● **Text section**
⟨

The illusion of objectivity also implies that motivated reasonings must appear logically valid to the motivated reasoners themselves. Still, a motivated reasoning may be compelling only for people who want to endorse its conclusion, but possibly not for neutral observers, and probably not for adversaries, who want to endorse the opposite conclusion.

To uphold the illusion of objectivity, it seems necessary that people are not aware of any bias present in their reasoning; as such, motivated reasoning seems to entail self-deception. The necessity to uphold the illusion of objectivity may seem to entail that people have little latitude in constructing motivated reasonings. Still, to support a preferred conclusion, people may unknowingly display a bias in any number of the cognitive processes that underlie reasoning.

Mechanisms of Motivated Reasoning

First, people may exhibit motivated skepticism: They may examine information consistent with their preferred conclusions less critically than they examine information inconsistent with those conclusions. Although information consistent with a preferred conclusion is accepted at face value, people may spontaneously try to refute information inconsistent with that conclusion. People also view arguments as stronger or as more persuasive if these arguments happen to be consistent with their preferred conclusions than if the arguments are inconsistent with the preferred conclusions. Motivated skepticism implies that people require less information to reach a preferred conclusion than to reach nonpreferred conclusions.

Second, and related to motivated skepticism, people may use statistical information in a motivated way. For instance, people attach more value to evidence based on a small sample size if the evidence supports their position than if it opposes it. Consistent with the illusion of objectivity that motivated reasoners have to uphold, for large sample sizes, the value attached to favorable and unfavorable evidence is rather similar. Also, although people commonly neglect base rate information, they may use that information if it supports their preferred conclusions.

Third, to justify preferred conclusions, people may need to retrieve information in memory or look for external information. The search for information may be biased toward retrieving or finding information that is consistent with the preferred conclusion. This biased (memory) search may be because people’s preferred conclusions function as hypotheses to be tested and that people often exhibit a confirmation bias in hypothesis testing. This confirmation bias implies that people may more readily come up with supporting arguments than with arguments that are not consistent with their preferred conclusions.

⟩

● **Supplied material**
⟨

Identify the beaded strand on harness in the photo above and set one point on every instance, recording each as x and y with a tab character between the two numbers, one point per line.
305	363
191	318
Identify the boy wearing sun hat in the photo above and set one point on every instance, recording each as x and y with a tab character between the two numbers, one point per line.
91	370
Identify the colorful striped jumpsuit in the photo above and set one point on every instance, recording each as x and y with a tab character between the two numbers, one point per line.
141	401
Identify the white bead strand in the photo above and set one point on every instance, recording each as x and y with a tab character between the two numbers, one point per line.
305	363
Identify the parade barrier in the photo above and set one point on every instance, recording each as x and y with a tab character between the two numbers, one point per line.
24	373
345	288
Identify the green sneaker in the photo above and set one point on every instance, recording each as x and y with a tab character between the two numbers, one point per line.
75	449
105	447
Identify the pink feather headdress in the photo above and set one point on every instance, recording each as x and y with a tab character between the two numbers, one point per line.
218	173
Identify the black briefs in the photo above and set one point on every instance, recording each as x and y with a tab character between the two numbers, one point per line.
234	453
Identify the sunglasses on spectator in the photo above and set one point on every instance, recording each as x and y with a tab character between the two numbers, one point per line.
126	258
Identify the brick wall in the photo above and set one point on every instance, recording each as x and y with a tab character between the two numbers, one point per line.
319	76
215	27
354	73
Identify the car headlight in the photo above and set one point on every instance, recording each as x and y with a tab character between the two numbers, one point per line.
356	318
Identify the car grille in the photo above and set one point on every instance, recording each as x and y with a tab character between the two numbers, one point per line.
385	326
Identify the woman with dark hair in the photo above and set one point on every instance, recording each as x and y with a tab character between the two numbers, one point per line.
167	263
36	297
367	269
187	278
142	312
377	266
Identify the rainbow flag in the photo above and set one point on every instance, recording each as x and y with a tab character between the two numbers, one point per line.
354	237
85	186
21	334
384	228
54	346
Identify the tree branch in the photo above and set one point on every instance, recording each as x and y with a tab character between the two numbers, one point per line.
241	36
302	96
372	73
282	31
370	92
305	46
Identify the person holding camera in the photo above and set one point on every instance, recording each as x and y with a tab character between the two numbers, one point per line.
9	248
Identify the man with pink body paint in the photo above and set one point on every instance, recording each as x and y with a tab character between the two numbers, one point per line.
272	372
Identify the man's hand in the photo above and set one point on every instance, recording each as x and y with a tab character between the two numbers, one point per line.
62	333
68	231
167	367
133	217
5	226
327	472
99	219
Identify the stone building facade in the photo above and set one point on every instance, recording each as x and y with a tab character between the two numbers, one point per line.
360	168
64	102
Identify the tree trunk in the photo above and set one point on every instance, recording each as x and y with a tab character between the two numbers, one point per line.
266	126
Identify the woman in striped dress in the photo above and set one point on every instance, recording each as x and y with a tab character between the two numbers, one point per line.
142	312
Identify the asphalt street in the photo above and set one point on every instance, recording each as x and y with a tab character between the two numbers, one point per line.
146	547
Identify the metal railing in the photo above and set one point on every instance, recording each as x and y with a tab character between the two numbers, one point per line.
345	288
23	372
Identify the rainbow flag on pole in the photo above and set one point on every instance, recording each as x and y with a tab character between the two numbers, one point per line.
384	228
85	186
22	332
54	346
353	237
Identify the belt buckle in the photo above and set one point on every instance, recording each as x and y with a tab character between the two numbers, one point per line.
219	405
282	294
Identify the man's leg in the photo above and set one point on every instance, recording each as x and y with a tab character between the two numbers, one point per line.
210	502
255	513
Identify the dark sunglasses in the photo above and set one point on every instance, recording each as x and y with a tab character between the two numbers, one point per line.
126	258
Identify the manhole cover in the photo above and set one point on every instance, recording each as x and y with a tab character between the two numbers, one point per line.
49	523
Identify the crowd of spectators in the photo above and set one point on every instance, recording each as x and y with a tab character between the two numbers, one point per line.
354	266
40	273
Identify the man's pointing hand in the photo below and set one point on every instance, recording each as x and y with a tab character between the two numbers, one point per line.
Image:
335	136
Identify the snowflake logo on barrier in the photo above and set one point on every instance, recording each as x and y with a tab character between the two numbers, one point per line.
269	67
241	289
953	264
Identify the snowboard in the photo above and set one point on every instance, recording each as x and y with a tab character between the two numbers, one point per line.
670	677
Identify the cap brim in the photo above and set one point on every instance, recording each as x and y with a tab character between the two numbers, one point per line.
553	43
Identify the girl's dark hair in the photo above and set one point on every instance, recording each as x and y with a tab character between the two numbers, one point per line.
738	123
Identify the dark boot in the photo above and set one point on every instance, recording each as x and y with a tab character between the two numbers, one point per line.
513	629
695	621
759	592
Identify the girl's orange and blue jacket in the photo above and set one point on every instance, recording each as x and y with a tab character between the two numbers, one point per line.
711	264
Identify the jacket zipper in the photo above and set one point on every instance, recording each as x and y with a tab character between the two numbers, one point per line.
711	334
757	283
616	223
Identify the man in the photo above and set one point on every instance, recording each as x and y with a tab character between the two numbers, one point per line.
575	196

⟩

● **Written task A**
Return the passage on motivated reasoning word for word, everything from "The illusion of objectivity also" down to "the opposite conclusion.".
● **Written task B**
Pick up the passage on motivated reasoning after its last sentence and keep writing it.

● **Exercise result A**
The illusion of objectivity also implies that motivated reasonings must appear logically valid to the motivated reasoners themselves. Still, a motivated reasoning may be compelling only for people who want to endorse its conclusion, but possibly not for neutral observers, and probably not for adversaries, who want to endorse the opposite conclusion.

● **Exercise result B**
Fourth, people not only access information in a biased way, but also apply concepts in a motivated way. For instance, people display motivated stereotyping: They apply stereotypes, sometimes unjustly, if they support their preferred impressions but resist applying these stereotypes if they run counter to their preferred impressions.

The Case for Motivated Reasoning

The idea that motivation may affect information processing, including reasoning, seems intuitively plausible and underlies classic cognitive consistency theories as well as cognitive dissonance theory. However, the problem with many early studies that seemed to evidence the impact of motivation on people’s information processing was that they were amenable to a purely cognitive explanation. For instance, the classic finding that people attribute their successes internally but their failures externally may be due to people’s motivation to see themselves in the best possible way and therefore points toward motivated reasoning. However, the differential attribution of failures and successes may also be because people’s self-schema leads them to expect to succeed and not to fail and that they attribute expected outcomes—successes— internally and unexpected ones—failures—externally. Because the latter explanation does not feature any motivation, it is a purely cognitive explanation of the differential attribution of failure and success.

Recent studies, however, have provided unequivocal support for the hypothesis that motivation affects information processing. For instance, in a study on motivated skepticism, where participants had to choose one of two students they would have to work with on a task, participants required less information to conclude that the more dislikable student was the less intelligent of the two than to decide that he was the more intelligent. The level of knowledge of the two students was equal in both cases, so the obtained results seem to implicate the motivation to see the more likeable student—that is, the one that participants wanted to work with—as the more intelligent one.

Numerous studies have now established that people may reason in a motivated way and have found support for the previously described mechanisms through which motivation may bias reasoning. In addition, studies in motivated social cognition have shown that people may define social concepts, such as traits and abilities, in a self-serving way. Such self-serving social concepts may be used in motivated reasonings to support self-serving beliefs.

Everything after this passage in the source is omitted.